**ACTION ITEM**
The records sit below. Return every line in them that holds the word "lens".

**GIVEN INFORMATION**
=== Begin Enclosure ===

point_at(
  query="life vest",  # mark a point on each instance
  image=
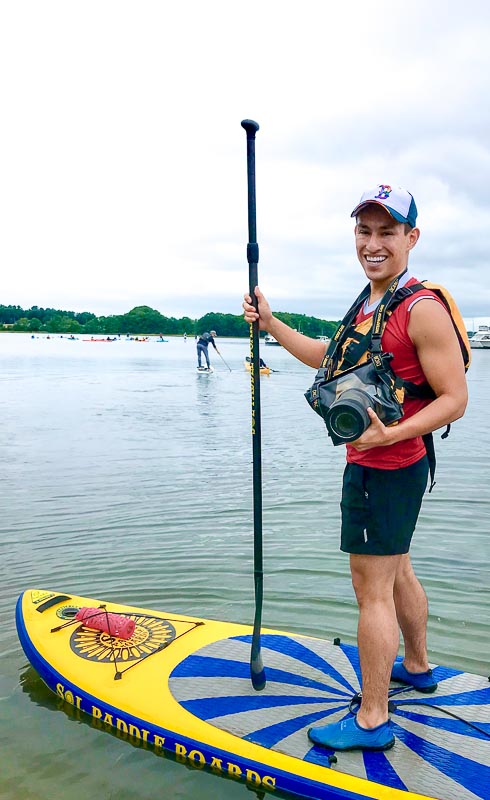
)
(353, 344)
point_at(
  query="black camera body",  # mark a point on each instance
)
(342, 401)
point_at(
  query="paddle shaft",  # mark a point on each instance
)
(257, 673)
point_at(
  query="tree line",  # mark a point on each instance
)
(145, 320)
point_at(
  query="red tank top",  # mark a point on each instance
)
(406, 365)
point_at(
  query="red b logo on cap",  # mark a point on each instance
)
(384, 192)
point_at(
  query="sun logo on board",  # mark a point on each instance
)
(150, 634)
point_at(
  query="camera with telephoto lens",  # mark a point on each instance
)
(343, 401)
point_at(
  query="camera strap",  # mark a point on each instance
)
(368, 340)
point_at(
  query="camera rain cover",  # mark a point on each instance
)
(374, 378)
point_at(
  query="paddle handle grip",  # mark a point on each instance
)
(101, 620)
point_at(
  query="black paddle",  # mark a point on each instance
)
(257, 672)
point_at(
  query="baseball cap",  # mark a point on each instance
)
(397, 201)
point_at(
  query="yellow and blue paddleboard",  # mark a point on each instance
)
(183, 684)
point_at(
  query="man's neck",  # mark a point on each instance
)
(378, 288)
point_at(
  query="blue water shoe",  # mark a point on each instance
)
(421, 681)
(348, 735)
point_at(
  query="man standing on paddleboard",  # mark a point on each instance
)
(202, 348)
(387, 466)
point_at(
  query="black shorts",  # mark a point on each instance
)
(380, 508)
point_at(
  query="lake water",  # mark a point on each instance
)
(127, 476)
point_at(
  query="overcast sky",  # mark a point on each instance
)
(123, 178)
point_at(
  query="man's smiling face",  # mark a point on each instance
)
(382, 244)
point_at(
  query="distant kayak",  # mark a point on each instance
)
(263, 370)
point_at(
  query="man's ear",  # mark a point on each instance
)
(413, 237)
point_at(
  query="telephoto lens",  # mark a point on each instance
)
(347, 417)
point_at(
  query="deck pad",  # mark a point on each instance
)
(312, 682)
(183, 684)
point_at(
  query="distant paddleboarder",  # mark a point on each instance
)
(203, 342)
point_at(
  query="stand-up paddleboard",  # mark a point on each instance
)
(183, 684)
(262, 370)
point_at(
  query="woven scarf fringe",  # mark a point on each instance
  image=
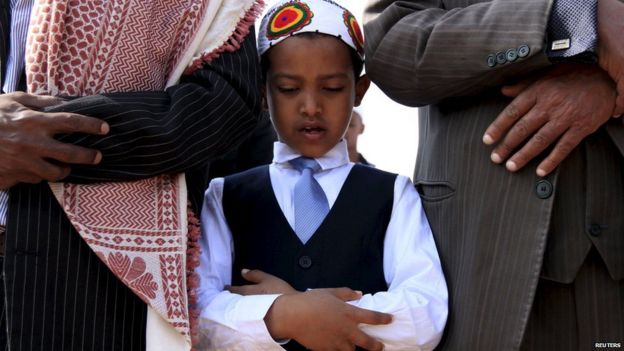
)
(193, 252)
(234, 41)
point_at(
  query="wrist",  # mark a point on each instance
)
(277, 319)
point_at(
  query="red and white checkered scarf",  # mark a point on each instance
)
(85, 47)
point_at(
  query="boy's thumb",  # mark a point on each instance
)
(346, 294)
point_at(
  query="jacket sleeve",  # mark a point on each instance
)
(420, 52)
(209, 113)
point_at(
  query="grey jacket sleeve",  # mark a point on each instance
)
(420, 52)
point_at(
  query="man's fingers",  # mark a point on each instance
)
(35, 101)
(508, 117)
(541, 140)
(254, 275)
(564, 147)
(366, 342)
(71, 154)
(39, 171)
(371, 317)
(62, 122)
(518, 134)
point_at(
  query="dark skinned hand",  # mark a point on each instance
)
(611, 45)
(30, 154)
(560, 108)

=== End Enclosure ===

**RESULT OF THIS EXERCISE**
  query="camera with telephoto lens",  # mark a point on each instance
  query="telephoto lens",  # mark a point on each instance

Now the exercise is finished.